# Material provided
-*-*-

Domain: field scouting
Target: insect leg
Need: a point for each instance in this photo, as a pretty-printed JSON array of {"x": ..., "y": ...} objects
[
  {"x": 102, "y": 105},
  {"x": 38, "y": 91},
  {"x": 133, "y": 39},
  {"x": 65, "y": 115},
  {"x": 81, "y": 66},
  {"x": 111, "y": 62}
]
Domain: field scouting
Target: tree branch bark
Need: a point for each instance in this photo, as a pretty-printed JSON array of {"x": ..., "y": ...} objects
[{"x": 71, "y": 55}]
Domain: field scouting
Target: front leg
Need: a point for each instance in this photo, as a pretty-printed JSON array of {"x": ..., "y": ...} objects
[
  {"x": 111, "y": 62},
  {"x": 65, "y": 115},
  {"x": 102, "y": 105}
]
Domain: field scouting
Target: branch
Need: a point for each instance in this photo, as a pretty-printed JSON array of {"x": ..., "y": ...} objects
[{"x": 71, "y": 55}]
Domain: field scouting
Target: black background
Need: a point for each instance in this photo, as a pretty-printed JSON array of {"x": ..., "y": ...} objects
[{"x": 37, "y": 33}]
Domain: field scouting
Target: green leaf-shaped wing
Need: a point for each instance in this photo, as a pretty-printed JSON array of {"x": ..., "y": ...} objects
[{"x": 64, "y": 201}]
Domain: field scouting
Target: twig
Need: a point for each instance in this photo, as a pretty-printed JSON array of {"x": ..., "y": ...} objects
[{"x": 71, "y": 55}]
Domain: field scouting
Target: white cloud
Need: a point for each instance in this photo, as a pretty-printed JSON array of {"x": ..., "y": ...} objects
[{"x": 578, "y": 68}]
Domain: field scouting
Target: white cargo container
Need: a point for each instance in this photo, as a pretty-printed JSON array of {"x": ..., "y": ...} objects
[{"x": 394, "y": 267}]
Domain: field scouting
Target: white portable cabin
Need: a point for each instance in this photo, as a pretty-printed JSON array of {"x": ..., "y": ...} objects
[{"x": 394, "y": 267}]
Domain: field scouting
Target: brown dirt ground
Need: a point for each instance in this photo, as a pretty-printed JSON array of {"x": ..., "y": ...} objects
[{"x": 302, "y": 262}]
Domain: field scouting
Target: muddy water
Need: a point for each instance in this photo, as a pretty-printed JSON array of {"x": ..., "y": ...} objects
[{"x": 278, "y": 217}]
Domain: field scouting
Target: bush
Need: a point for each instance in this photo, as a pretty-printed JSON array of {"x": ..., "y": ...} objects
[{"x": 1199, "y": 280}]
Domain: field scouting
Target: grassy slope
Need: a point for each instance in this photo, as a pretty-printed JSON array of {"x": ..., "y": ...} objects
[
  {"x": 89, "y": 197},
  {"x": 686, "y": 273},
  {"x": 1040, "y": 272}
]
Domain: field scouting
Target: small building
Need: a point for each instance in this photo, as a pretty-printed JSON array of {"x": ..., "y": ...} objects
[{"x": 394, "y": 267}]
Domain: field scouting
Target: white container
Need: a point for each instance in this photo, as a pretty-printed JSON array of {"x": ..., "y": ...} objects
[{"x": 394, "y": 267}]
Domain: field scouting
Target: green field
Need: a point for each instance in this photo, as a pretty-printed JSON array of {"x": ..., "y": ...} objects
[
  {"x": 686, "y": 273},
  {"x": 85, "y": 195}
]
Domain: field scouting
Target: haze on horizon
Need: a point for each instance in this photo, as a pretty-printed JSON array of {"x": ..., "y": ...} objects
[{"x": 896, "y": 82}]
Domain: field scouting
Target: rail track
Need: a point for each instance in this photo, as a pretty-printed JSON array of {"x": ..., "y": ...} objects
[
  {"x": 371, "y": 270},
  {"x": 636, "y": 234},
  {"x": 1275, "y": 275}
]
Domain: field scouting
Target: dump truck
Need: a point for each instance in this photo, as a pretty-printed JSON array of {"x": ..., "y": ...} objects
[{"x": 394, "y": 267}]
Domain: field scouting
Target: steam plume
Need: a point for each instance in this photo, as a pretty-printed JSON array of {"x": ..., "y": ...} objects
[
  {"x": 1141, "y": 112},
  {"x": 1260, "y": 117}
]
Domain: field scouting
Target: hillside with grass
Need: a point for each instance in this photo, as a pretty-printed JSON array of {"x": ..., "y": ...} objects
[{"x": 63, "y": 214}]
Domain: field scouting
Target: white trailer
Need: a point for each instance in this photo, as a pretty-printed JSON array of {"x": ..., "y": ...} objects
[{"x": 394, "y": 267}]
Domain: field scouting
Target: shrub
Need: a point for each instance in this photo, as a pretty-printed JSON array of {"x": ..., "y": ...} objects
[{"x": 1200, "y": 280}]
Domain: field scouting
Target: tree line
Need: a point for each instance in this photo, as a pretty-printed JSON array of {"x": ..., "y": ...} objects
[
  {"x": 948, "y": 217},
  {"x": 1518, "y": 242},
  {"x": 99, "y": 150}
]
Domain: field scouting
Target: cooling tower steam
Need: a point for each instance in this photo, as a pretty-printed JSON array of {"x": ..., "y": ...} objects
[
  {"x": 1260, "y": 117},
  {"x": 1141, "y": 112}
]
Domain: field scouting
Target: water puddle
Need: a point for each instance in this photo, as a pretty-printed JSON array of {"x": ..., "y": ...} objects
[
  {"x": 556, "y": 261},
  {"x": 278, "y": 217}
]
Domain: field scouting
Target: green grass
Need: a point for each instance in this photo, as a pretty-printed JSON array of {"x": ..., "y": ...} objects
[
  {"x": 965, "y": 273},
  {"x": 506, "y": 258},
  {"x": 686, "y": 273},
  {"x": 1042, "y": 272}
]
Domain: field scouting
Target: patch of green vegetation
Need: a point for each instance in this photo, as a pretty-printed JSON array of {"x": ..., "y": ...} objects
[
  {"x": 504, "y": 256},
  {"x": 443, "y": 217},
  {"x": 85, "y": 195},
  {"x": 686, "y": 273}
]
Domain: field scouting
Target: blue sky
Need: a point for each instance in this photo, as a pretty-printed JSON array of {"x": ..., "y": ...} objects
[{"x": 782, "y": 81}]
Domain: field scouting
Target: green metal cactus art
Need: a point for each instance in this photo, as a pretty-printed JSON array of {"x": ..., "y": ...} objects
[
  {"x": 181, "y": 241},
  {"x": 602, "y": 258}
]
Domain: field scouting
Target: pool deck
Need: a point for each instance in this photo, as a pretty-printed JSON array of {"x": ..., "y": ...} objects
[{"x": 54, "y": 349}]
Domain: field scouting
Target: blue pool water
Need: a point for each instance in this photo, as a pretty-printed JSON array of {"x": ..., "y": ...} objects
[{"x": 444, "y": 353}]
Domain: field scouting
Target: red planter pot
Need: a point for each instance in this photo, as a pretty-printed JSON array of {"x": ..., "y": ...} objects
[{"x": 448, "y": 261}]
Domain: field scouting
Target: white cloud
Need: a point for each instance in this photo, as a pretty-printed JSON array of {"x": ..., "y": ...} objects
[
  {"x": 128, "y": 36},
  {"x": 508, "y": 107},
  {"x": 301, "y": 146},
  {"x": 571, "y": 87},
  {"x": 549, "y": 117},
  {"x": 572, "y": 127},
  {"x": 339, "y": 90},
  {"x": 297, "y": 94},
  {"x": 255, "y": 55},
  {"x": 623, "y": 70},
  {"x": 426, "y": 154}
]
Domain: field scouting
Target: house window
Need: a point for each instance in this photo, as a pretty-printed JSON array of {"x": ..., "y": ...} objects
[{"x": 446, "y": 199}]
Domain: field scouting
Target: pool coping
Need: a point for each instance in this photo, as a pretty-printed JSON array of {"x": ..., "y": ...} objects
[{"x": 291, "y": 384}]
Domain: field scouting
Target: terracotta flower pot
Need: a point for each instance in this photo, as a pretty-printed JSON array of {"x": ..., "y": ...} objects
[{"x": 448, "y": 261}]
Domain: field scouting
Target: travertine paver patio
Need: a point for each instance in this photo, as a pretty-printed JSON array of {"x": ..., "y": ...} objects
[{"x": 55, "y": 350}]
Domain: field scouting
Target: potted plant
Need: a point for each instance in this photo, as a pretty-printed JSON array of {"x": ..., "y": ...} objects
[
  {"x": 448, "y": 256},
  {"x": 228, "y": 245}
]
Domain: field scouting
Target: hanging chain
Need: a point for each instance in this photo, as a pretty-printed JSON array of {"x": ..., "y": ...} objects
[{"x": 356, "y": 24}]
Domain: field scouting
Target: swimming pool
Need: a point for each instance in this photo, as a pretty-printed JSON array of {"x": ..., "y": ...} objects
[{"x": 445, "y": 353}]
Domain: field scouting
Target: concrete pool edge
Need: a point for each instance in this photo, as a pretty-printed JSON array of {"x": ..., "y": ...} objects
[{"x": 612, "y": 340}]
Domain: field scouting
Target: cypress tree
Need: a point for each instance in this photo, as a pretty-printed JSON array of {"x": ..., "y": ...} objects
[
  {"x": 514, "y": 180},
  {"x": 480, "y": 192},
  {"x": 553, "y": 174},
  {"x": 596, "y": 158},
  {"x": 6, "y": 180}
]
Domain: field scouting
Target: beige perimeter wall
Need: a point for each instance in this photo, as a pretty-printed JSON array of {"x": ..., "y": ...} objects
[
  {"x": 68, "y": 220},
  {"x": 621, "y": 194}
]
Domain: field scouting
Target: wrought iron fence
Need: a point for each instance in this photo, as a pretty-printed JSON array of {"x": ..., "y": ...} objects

-*-*-

# Written instruction
Can you gather every line of the material above that contains the word "steam"?

# Task answer
Target: steam plume
Target: cooling tower steam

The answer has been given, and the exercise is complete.